Problem to solve: Without including the pictures, copy each line below exactly as it reads.

══ Supplied information ══

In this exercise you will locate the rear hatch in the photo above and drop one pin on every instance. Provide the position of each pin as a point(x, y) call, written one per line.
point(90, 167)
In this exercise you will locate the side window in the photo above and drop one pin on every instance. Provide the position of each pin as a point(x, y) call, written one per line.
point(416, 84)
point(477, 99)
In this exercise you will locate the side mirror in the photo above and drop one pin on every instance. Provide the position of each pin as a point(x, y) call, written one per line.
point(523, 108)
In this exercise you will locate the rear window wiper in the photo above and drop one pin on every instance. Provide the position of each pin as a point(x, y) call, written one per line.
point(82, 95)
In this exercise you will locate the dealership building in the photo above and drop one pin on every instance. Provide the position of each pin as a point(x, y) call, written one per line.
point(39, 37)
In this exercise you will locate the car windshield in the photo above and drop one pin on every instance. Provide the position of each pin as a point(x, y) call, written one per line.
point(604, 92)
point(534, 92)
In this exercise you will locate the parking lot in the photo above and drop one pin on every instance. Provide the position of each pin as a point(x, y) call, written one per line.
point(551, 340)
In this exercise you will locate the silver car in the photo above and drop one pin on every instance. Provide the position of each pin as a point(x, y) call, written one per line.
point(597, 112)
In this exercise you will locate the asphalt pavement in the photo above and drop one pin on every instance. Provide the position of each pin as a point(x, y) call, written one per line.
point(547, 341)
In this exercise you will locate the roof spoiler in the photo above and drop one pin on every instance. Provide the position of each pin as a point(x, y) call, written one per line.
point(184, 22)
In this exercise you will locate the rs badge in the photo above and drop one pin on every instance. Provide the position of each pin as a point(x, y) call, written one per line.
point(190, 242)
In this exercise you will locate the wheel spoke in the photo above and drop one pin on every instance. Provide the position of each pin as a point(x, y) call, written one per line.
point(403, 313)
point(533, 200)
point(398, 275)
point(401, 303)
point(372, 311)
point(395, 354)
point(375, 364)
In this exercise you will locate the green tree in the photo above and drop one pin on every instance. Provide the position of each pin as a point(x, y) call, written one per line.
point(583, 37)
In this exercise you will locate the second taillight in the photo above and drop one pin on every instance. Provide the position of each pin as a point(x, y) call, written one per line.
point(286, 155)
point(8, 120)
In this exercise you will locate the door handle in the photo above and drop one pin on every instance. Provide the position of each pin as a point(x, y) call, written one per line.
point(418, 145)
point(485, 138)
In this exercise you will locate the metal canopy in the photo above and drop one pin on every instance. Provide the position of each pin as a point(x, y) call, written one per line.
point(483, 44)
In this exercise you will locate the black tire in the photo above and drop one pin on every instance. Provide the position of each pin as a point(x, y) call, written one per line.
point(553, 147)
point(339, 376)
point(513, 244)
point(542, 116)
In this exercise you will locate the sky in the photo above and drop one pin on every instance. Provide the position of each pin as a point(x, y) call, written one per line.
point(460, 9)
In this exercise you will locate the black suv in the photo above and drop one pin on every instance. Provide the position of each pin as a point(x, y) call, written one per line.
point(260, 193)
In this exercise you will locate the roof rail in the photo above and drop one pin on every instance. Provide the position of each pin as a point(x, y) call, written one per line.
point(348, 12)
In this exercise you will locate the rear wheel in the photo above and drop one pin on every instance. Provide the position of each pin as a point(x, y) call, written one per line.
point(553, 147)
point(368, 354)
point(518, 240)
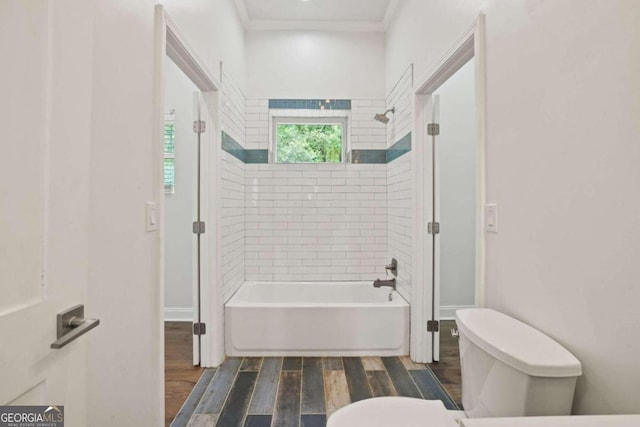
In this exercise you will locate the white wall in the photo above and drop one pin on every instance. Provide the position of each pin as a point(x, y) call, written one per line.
point(312, 64)
point(179, 207)
point(562, 155)
point(400, 182)
point(126, 362)
point(215, 31)
point(457, 160)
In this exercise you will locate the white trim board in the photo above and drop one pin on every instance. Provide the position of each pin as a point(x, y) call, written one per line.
point(448, 312)
point(425, 345)
point(177, 314)
point(170, 41)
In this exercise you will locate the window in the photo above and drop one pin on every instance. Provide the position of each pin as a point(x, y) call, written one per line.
point(169, 154)
point(309, 140)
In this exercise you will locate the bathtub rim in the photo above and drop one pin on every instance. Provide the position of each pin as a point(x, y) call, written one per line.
point(236, 302)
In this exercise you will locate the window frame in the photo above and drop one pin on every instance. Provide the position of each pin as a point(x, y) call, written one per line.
point(300, 120)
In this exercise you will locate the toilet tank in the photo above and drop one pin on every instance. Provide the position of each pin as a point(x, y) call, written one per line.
point(510, 369)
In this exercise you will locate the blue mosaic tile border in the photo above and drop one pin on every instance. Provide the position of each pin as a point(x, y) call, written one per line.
point(246, 156)
point(401, 147)
point(232, 147)
point(310, 104)
point(368, 156)
point(256, 156)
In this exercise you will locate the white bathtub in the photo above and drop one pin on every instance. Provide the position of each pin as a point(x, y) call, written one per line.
point(316, 319)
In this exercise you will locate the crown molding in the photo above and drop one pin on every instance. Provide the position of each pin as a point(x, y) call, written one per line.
point(390, 13)
point(346, 26)
point(241, 8)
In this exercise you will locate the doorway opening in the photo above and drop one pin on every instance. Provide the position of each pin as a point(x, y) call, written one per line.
point(450, 195)
point(187, 155)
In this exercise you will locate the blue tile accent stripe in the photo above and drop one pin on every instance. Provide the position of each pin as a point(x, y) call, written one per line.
point(255, 156)
point(368, 156)
point(310, 104)
point(232, 147)
point(401, 147)
point(246, 156)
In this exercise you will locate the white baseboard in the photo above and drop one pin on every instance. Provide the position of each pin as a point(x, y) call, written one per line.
point(172, 314)
point(448, 312)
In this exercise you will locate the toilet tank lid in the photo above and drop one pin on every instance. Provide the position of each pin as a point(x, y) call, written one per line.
point(516, 343)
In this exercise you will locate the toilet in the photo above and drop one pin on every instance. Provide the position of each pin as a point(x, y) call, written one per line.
point(510, 371)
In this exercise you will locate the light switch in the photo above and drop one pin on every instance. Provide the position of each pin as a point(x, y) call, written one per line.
point(152, 216)
point(491, 218)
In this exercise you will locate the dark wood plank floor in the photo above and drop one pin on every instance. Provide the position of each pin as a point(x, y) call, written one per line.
point(297, 391)
point(180, 376)
point(447, 370)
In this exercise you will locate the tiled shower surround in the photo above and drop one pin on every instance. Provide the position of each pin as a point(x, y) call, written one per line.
point(317, 222)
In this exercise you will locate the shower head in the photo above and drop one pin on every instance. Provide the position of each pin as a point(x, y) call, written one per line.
point(382, 118)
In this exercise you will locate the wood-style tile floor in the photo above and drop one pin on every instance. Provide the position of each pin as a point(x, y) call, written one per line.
point(180, 376)
point(304, 391)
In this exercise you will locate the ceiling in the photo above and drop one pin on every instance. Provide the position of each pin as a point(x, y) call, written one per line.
point(356, 15)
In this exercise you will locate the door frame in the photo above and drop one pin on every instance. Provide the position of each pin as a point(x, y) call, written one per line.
point(471, 44)
point(170, 41)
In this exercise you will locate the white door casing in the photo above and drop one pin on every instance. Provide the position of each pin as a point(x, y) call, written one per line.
point(172, 43)
point(424, 345)
point(46, 87)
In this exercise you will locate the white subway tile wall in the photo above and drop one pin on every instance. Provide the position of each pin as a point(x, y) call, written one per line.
point(400, 183)
point(233, 189)
point(366, 133)
point(315, 222)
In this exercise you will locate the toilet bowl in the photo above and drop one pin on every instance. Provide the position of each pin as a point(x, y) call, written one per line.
point(509, 369)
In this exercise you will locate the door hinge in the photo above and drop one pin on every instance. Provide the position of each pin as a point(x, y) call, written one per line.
point(198, 227)
point(433, 326)
point(433, 228)
point(199, 329)
point(199, 126)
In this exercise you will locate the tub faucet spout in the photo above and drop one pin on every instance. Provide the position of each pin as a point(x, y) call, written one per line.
point(391, 283)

═══

Response:
In this exercise you will locate the rear hatch in the photo above and drop one pin on every instance. Provide the position of each pin as a point(x, y) call, written one per line.
point(90, 167)
In this exercise you will locate the side window in the photo above and drop one pin on every instance. Provide the position of each pin as a point(x, y) call, written one per line.
point(416, 84)
point(477, 99)
In this exercise you will locate the side mirror in the photo above and drop one pin on every instance. Provide the position of each pin as a point(x, y) call, written one per line.
point(523, 108)
In this exercise you will locate the rear window wiper in the photo above and drop one pin on every instance. Provide the position of each pin as a point(x, y) call, written one per line.
point(82, 95)
In this exercise you will locate the dealership building in the photo above and drop one pin on every instance. Provide the position of each pin as a point(x, y) call, written one per line.
point(39, 37)
In this exercise you will locate the car windshield in the photo above and drop one pin on every instance. Provide the position of each pin as a point(x, y) call, written one per line.
point(604, 92)
point(534, 92)
In this exercise you will locate the parking lot in the photo above and drop one pin on every instance. Provide the position of each pin as a point(x, y) call, written one per line.
point(551, 340)
In this exercise you will locate the silver car in the photo above and drop one pin on every instance. Provide the position of each pin as a point(x, y) call, written one per line.
point(597, 112)
In this exercise you will locate the asphalt pavement in the photo above and drop one pin on every instance. Provide the position of each pin as a point(x, y) call, written one per line.
point(547, 341)
In this exercise you will locate the roof spoiler in the photo above and drop one pin on every instance. Provide the position of each pin as a point(x, y) call, written one per line.
point(184, 22)
In this exercise you will locate the rs badge in the photo above and drop one pin on every instance. Provide the position of each pin as a point(x, y) call, written one per line.
point(190, 242)
In this exercise you will locate the wheel spoke in the photo above and drop one pin on every instance. Provide the position of each pin as a point(x, y) call, written one per line.
point(403, 313)
point(533, 200)
point(398, 275)
point(401, 303)
point(372, 311)
point(395, 354)
point(375, 364)
In this exercise you will locate the green tree in the photo above and drop one pin on every instance. Provide the position of each pin as a point(x, y) call, written one per line.
point(583, 37)
In this exercise you will locate the second taillight in the photo above and drop one pin on every instance. Provide the position of each pin as a point(x, y) call, written one per line.
point(286, 155)
point(8, 120)
In this exercise you will locate the door handle in the photo above and drop one pin on every instance. Provide the position of each pin as a point(x, y) call, written one per line.
point(418, 145)
point(485, 138)
In this exercise you will locate the metal canopy in the photo above and drop one pin on every instance. Provide the position of each pin as a point(x, y) call, written one per line.
point(483, 44)
In this exercise you will locate the black tire in the photo above and drop one pin on every instance. Provide the position of each pin as a point(x, y) call, written one per line.
point(553, 147)
point(339, 376)
point(513, 244)
point(542, 116)
In this exercise you will locate the sky in the photo above and drop one pin on every instance. Provide the position of each pin as a point(x, y) call, written one per line.
point(460, 9)
In this exercise you will locate the black suv in the photo above and drop one pin on every instance. Provide the position of each pin as a point(x, y) call, written one per line.
point(260, 193)
In this exercise you will locate the roof rail in the photo above and drop one pin on every instance. Provide the position of each pin as a point(x, y) call, written one per line.
point(348, 12)
In this exercise you will locate the rear wheel in the photo above and drop one pin on every instance. Provide the position of each pin as a point(x, y) call, written one per line.
point(553, 147)
point(368, 354)
point(518, 240)
In this exercise you will locate the white wall in the photo above and drop one pin on every instance. Provide the position of each pin as a point(x, y) call, written one per line.
point(312, 64)
point(179, 207)
point(562, 155)
point(400, 182)
point(126, 362)
point(215, 31)
point(457, 160)
In this exercise you will locate the white trim board in the photo above and drop one pin on every instance. Provide the position of each pin as a point(x, y) call, written one per line.
point(448, 312)
point(425, 345)
point(177, 314)
point(170, 41)
In this exercise you will locate the window in the photo above and drop one pin on every instance. Provide the position of each pin as a point(x, y) call, written one per line.
point(169, 154)
point(309, 140)
In this exercise you will locate the bathtub rim in the photo above and drop one pin on every instance. Provide the position of each pin as a point(x, y) call, written one per line.
point(236, 302)
In this exercise you will locate the window frame in the photo above and drop one pin on every instance. Provide the position of each pin as a point(x, y) call, written one per line.
point(300, 120)
In this exercise you will locate the toilet tank in the photo above and drop one pin on every instance. Provide the position of each pin as a point(x, y) call, written one per line.
point(510, 369)
In this exercise you will locate the blue mosaic tile border in the photo above and drop one pin on every instance. Provide the position of each pin as a point(x, y) call, written one per line.
point(246, 156)
point(401, 147)
point(232, 147)
point(310, 104)
point(368, 156)
point(256, 156)
In this exercise you will locate the white bathtub in the photo above and drop one pin on every instance. Provide the position of each pin as a point(x, y) call, written one per line.
point(316, 319)
In this exercise you will locate the crown molding in the photo above and drop one pin on every instance. Provide the position of each pin as a point(x, y) call, written one per line.
point(390, 13)
point(346, 26)
point(241, 8)
In this exercise you will locate the doorway opening in the photo above and drop one pin on every instance. Provide the position of each pin as a point(x, y) call, written one per line.
point(450, 195)
point(187, 155)
In this exercise you will locate the blue tile accent stripe in the photo above and drop one pin on every instance. Provide the position of each pin as a point(x, y) call, written one per line.
point(255, 156)
point(368, 156)
point(310, 104)
point(232, 147)
point(401, 147)
point(246, 156)
In this exercise you will locate the white baseboard in the photo above and drop one pin on every instance. Provide the position of each pin as a point(x, y) call, written one per line.
point(172, 314)
point(448, 312)
In this exercise you will locate the toilet tank lid in the photo above and drop one pin on every instance. Provide the position of each pin as a point(x, y) call, written one per line.
point(516, 343)
In this exercise you will locate the toilet in the photo above and drop one pin on every instance. Provide the position of each pin as a point(x, y) call, written one per line.
point(510, 371)
In this exercise you will locate the light switch in the photo above and drop one pin on every instance. Provide the position of each pin as a point(x, y) call, written one per line.
point(152, 216)
point(491, 218)
In this exercise you will locate the dark wood plank floor in the photo above and drop one pin on every instance. Provide the position of each pin as a point(x, y) call, written one per line.
point(297, 391)
point(180, 376)
point(447, 370)
In this exercise you will locate the tiled shower surround in the photo above and drop one pin on every instance. Provide the position of each pin as a point(x, y) call, written one per line.
point(317, 222)
In this exercise you will locate the shower head in the photo above and drop one pin on every instance. Provide the position of each pin as a point(x, y) call, written one per line.
point(382, 118)
In this exercise you will locate the wood-style tile floor in the photo above and drop one pin on every instance. Provide the position of each pin as a point(x, y) call, written one per line.
point(180, 376)
point(304, 391)
In this exercise you will locate the ceiling in the photo above and drop one pin on every instance. Provide the position of each pin as a point(x, y) call, written one per line.
point(356, 15)
In this exercise you will locate the door frame in the photo above and drop one pin on every instance. Provide the position of each pin as a point(x, y) call, written one per line.
point(471, 44)
point(170, 41)
In this exercise you will locate the white door casing in the photo above and drop one pin on every instance. Provide the position of each pin as a point(x, y) call, written one per line.
point(172, 43)
point(424, 345)
point(46, 87)
In this exercise you will locate the white subway tile wall in the photo above and drop one pin on every instance. Provide the position of each pin as a point(x, y) call, written one per line.
point(400, 183)
point(233, 189)
point(366, 133)
point(315, 222)
In this exercise you will locate the toilet bowl in the photo above and drop one pin on every instance. Provide the position of each pin as a point(x, y) call, written one per line.
point(509, 369)
In this exercise you will locate the door hinge in the photo above and drop one pin on every instance. Provide the position of each pin as a point(x, y) call, written one per line.
point(198, 227)
point(433, 326)
point(433, 228)
point(199, 329)
point(199, 126)
In this exercise you will locate the tub faucet spout in the photo above and drop one pin on every instance. Provide the position of each pin as a point(x, y) call, written one per line.
point(391, 283)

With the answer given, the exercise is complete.